# Document passage:
┄┄┄┄┄┄
In a nutshell, big data is a term that was coined to describe a rapidly changing growth in the accessibility of structured as well as unstructured data, usually within a business. Big data has come under a lot of analysis presently, probably because it’s as essential to a business – and its surrounding community – as the Internet now is.

The reason for this is simple: when you have more data, your analysis can be more accurate. This increase in accuracy in turn leads to better and more confident decision making, by the executive, which leads to higher operational efficiency, reduction in risk, cost-efficacy and increase in profitability as a final result. Where rubber meets the road, that’s what every organization wants.

Big Data Characteristics

As far back as 2001, big data was already under the spotlight and was characterized according to the following attributes which are still applicable today:

Volume

The volume of data in an organization increases for many reasons: data from consumer transactions, unstructured data from social platforms, machine-to-machine or sensor data. Given decreasing costs of storage, the most essential aspect, more than storage, is determination of relevance of such large volumes through germane analytical methods.

Velocity

Large organizations, especially, have data flowing in at extremely high speeds, and this data must be dealt with accordingly to prevent systemic clogs

Variety

Data comes in formats of all kinds – structured and unstructured – all of which must be effectively managed, merged and governed as needed for operational efficiency.
┄┄┄┄┄┄
# Exercise instructions:
Extend the passage on big data characteristics, picking up after its final sentence. The material that follows has no connection to the passage on big data.
┄┄┄┄┄┄
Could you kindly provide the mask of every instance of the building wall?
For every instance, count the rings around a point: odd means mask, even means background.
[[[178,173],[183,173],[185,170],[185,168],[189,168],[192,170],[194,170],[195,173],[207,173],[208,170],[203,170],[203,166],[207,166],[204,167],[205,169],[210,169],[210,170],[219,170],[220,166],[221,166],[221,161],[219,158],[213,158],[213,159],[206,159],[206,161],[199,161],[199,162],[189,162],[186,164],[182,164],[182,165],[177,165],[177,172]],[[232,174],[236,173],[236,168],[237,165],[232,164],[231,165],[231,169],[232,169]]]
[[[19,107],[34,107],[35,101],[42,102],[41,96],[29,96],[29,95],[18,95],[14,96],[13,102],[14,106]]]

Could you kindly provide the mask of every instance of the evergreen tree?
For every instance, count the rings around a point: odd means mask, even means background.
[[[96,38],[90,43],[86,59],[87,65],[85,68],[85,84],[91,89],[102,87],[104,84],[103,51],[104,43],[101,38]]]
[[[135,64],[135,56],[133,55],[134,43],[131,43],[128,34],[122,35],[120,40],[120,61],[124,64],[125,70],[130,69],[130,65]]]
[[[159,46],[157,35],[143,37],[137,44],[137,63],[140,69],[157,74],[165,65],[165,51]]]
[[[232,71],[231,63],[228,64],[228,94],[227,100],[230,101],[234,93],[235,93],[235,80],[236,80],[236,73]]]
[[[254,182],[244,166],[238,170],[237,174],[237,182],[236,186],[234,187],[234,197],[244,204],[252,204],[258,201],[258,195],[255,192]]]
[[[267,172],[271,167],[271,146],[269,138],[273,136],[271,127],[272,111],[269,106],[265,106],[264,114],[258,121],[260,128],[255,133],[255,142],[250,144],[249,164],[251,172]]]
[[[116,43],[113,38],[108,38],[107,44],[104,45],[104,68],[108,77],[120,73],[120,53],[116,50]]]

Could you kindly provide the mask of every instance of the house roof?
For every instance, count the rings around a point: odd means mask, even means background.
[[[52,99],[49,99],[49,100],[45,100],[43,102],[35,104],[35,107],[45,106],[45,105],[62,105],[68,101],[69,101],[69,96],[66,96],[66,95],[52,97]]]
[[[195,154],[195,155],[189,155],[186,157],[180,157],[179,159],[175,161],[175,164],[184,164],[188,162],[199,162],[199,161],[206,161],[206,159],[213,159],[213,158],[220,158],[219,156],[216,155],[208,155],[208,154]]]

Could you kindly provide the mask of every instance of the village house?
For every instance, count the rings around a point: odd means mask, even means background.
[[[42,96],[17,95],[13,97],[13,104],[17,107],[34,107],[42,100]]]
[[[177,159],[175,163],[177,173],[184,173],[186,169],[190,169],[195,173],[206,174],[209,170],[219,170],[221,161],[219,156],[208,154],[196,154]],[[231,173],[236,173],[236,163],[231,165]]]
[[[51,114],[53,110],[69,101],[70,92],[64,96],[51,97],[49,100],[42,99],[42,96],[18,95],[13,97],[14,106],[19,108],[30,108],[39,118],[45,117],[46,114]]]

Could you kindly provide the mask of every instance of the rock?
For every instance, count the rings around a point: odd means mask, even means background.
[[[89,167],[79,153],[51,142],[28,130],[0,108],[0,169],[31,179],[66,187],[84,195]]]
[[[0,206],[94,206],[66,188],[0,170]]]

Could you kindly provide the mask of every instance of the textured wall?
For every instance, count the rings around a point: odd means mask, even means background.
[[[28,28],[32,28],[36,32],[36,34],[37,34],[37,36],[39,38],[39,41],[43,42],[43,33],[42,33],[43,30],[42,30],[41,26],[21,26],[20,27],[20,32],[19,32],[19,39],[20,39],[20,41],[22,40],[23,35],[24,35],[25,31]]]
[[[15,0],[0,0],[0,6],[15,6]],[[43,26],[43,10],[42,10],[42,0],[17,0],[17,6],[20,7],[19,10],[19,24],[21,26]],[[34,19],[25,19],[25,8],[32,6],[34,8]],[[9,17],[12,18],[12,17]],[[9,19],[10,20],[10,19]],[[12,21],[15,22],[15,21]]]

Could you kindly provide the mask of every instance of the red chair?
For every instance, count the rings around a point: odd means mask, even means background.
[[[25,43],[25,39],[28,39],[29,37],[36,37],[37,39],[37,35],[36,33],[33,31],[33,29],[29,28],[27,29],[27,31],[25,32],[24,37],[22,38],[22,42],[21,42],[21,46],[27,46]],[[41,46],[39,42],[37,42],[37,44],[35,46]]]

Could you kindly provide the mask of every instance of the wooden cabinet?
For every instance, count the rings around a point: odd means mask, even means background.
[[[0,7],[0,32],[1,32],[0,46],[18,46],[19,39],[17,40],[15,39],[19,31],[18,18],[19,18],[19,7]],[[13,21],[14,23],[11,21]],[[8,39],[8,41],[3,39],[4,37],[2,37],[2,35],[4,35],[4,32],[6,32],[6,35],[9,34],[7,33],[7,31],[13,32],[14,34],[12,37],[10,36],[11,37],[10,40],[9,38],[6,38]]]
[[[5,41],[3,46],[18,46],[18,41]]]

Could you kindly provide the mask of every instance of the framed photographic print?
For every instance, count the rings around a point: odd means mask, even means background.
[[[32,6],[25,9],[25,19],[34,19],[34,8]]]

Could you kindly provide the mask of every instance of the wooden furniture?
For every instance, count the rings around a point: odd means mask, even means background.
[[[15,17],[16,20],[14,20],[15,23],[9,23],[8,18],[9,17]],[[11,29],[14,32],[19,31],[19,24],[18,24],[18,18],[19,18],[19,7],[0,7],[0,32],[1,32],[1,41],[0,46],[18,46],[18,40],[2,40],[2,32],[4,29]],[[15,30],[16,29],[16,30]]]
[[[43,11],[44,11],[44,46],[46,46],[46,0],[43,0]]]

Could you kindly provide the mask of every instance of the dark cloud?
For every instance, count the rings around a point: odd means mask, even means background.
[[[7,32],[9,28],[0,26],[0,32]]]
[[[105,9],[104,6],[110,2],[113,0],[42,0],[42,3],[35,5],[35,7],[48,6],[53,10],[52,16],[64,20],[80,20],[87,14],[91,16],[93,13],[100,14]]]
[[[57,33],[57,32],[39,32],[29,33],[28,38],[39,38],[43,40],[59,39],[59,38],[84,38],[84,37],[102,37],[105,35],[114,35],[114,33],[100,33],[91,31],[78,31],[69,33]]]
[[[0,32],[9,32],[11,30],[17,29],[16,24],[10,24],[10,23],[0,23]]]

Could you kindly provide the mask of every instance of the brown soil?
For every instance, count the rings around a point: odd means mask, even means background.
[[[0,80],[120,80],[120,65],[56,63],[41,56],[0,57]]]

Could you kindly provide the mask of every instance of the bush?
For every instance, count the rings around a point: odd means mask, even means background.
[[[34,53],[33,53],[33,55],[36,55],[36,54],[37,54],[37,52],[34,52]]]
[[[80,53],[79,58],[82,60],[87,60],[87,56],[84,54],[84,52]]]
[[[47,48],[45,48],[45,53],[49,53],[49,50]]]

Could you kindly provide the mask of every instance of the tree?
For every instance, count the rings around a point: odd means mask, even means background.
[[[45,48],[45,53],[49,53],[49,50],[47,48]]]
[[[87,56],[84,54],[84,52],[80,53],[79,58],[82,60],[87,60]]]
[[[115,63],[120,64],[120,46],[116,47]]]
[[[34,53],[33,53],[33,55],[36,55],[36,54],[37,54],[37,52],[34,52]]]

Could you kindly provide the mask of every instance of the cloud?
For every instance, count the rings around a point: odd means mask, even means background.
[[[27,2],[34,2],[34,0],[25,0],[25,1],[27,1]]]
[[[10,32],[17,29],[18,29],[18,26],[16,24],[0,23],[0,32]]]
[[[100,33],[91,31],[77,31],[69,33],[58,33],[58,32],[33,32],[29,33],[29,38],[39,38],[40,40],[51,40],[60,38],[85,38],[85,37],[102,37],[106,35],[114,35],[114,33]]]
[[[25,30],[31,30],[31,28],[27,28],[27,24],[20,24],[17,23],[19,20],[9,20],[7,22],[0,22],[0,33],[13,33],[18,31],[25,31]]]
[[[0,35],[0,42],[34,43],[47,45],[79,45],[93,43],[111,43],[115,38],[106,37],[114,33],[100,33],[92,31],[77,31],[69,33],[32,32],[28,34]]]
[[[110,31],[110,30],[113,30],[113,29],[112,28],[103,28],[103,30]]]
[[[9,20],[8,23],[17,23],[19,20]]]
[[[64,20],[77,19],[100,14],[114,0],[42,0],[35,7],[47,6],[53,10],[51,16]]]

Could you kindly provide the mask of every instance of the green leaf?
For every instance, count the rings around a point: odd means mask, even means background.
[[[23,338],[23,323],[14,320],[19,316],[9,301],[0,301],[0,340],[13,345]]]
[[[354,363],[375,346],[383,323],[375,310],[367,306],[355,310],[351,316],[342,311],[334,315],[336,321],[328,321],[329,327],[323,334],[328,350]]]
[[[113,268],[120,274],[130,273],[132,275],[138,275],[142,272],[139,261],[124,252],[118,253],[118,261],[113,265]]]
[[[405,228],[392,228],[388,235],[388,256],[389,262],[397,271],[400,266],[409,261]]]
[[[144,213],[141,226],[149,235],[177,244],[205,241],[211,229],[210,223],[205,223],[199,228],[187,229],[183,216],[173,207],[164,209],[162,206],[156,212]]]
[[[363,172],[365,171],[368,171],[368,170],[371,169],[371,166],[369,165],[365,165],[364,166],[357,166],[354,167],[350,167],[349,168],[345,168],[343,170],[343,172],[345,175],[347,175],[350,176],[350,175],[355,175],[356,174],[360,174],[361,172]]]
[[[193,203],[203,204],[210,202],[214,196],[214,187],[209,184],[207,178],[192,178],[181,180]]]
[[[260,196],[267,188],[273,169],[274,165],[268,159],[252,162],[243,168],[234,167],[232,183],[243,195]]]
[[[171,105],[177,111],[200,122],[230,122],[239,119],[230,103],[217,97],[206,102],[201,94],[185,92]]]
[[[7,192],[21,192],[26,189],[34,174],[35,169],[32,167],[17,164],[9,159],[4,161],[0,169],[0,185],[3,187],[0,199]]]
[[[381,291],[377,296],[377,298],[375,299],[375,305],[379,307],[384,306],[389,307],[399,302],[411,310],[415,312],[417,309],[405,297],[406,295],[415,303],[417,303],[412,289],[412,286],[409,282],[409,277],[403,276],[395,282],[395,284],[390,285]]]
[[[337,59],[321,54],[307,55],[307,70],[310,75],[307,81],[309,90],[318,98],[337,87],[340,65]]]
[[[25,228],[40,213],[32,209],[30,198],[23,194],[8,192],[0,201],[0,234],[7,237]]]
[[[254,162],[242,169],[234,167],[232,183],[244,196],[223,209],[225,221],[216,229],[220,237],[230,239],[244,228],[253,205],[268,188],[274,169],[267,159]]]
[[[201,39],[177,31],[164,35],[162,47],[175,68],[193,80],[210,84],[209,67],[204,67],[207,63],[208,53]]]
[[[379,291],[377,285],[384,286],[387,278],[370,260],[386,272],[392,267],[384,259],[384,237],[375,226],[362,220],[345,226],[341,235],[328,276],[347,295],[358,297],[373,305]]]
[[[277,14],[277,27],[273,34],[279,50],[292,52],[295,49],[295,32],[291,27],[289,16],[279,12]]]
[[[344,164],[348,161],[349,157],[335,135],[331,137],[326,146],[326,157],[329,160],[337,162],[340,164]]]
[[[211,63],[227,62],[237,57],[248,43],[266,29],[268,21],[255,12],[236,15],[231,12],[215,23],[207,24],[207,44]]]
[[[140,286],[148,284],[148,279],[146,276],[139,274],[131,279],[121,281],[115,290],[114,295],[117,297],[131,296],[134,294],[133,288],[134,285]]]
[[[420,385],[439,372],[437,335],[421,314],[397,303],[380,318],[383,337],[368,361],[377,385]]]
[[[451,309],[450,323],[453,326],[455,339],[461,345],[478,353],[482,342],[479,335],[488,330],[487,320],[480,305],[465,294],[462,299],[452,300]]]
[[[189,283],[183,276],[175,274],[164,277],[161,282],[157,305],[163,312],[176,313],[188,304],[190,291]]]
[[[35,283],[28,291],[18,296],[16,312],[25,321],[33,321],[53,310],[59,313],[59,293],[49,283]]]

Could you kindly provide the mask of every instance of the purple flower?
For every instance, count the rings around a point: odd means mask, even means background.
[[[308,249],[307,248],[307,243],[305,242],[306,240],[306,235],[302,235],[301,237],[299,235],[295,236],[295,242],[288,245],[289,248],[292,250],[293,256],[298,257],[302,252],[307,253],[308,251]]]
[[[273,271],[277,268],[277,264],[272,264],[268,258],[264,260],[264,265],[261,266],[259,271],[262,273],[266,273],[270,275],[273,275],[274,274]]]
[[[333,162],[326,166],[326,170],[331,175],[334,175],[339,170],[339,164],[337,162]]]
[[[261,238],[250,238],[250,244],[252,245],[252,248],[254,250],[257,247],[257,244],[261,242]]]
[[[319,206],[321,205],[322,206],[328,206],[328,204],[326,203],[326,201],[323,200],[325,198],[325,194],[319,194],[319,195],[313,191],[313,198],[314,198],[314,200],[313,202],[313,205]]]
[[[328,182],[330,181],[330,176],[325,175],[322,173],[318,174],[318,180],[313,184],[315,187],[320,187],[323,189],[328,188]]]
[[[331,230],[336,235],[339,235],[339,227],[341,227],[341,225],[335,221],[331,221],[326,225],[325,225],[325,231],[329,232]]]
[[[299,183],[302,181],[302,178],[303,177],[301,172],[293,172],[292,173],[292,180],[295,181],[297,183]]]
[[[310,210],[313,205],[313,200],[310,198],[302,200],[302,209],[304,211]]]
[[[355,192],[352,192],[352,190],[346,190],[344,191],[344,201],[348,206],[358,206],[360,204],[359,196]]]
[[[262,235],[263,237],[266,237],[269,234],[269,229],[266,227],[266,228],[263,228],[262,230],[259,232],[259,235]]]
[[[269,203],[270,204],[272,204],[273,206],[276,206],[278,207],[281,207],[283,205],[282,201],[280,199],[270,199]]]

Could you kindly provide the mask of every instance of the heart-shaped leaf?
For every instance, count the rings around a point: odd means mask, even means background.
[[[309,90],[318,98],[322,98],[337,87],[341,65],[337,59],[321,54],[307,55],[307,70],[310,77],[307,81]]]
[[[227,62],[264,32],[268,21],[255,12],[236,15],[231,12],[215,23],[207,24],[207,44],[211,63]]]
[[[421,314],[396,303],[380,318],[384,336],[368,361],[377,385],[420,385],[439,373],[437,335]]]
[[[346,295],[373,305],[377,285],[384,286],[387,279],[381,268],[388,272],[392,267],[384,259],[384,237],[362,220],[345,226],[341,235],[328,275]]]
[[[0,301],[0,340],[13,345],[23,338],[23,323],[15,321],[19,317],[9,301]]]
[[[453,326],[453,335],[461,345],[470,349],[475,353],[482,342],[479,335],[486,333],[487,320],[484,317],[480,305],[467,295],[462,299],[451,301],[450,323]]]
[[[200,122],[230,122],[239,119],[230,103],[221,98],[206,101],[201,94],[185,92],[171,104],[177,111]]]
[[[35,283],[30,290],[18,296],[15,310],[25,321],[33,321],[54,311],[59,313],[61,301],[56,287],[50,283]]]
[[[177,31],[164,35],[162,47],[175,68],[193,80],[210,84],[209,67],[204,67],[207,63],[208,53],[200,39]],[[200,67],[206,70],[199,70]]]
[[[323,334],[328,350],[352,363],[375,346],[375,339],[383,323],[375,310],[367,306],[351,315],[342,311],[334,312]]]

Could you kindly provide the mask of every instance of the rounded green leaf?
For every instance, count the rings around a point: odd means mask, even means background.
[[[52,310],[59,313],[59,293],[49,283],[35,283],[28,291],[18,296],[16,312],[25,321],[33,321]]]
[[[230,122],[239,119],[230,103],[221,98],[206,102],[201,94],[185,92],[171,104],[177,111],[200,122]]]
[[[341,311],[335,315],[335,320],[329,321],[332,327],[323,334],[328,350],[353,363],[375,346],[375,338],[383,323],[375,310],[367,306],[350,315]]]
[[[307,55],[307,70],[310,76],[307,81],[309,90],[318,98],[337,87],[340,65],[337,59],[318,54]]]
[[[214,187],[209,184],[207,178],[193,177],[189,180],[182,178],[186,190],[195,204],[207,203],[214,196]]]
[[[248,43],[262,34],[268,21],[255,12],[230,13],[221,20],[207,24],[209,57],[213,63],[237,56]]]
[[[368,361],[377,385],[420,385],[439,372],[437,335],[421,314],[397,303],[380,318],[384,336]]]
┄┄┄┄┄┄
# Answer to this exercise:
Why Big Data is a Big Deal

Large amounts of data are now flowing in from various sources, but that’s not the good news. The good news is that this data can now be useful, thanks to improvements in computational and statistical methods and development of algorithmic schema for a number of applications. In addition, new ways of data set linking have been developed, as well as creative data visualization techniques, all essential to aforementioned data analysis for various uses.

Big data analysis is pervading into virtually every field: science and academia, law, industry, government and even non-profits. Modern data analysis is revolutionizing schemes of thought and previously held notions, providing useful insights from the volumes of data now available in every field. The baseline is this: given sufficient and quantifiable information on any subject, a modern statistical technique will outperform individuals each time.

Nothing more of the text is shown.